Objective
Pick up the Ahron Soloveichik biography below after its final sentence and carry it forward.

Rosh Yeshiva of Yeshivas Brisk
- In office 1974–2001

Personal life
- Born: May 1, 1917 Khislavichi, Russia
- Died: October 4, 2001 (aged 84)
- Notable work(s): The Warmth and the Light
- Occupation: Rabbi, Rosh Yeshiva

Religious life
- Religion: Judaism
- Denomination: Orthodox

= Ahron Soloveichik =

American rabbi (1917–2001)

Ahron (Aaron) Soloveichik (אהרן סולובייצ'יק; May 1, 1917 – October 4, 2001) was an Orthodox Jewish rosh yeshiva (seminary dean) and scholar of Talmud and halakha.

==Biography==

The youngest of five children, Ahron Soloveichik was born to Moshe Soloveichik in Khislavichi, Russia, at which time his father was the rabbi of that town. Joseph Soloveitchik and Samuel Soloveichik were his older brothers.

His family first moved to Poland in 1920. Before his father moved to New York in 1929, Moshe engaged his student Yitzchak Hutner to become Soloveichik's rebbe. Soloveichik was Hutner's first student. Soloveichik celebrated his bar mitzvah in Warsaw and then immigrated with his family to join his father in the United States in 1930. After he graduated from Yeshiva College, he went to law school at New York University and graduated with a law degree in 1946. He then spent the next 20 years teaching at yeshivas in New York City.

Soloveichik's first teaching position was in Mesivtha Tifereth Jerusalem then headed by Moshe Feinstein, from whom he received his semikhah (rabbinic ordination). Shortly thereafter Soloveichik was appointed by Hutner to give the highest daily lecture in Yeshiva Rabbi Chaim Berlin. Soloveichik's final position in New York was at Yeshiva University, where he instituted a weekly hashkafa class in addition to giving one of the advanced daily Talmud classes, and where he was the first rabbi to be named Lecturer of the Year at Yeshiva University.

Dataset extract
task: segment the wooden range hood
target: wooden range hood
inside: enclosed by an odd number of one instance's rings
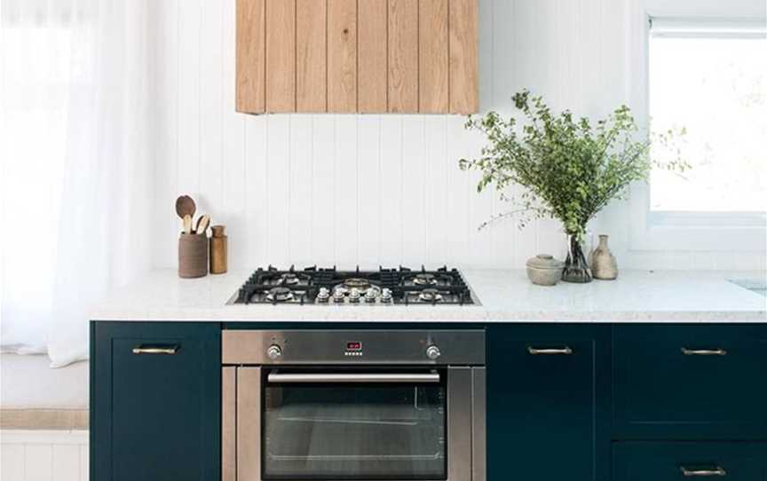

The answer
In 1966, he moved to Chicago to head the Hebrew Theological College in Skokie, Illinois. After differing with the administration there on certain key issues, he was let go in 1974 and opened his own yeshiva as the Rosh Yeshiva of Yeshivas Brisk (Brisk Rabbinical College) in Chicago, an American incarnation of the Brisk yeshivas and methods.

Soloveichik taught Torah for 58 years, the last 34 of which were in Chicago. Although a stroke in 1983 left him partially paralyzed he continued his duties at Yeshivas Brisk in Chicago and flew to New York every week to deliver a Talmudic lecture at Yeshiva University (a position he accepted after his older brother Rabbi Dr. Joseph B. Soloveitchik became ill and was unable to continue lecturing).

His wife, Ella Shurin, was a writer and teacher. The couple raised six children all of whom are rabbis or women married to rabbis.

His grandchildren include Rabbi Dr. Meir Soloveichik (renowned scholar and writer) and Nachama Soloveichik (Communications Director for Senator Pat Toomey and the Nikki Haley 2024 presidential campaign).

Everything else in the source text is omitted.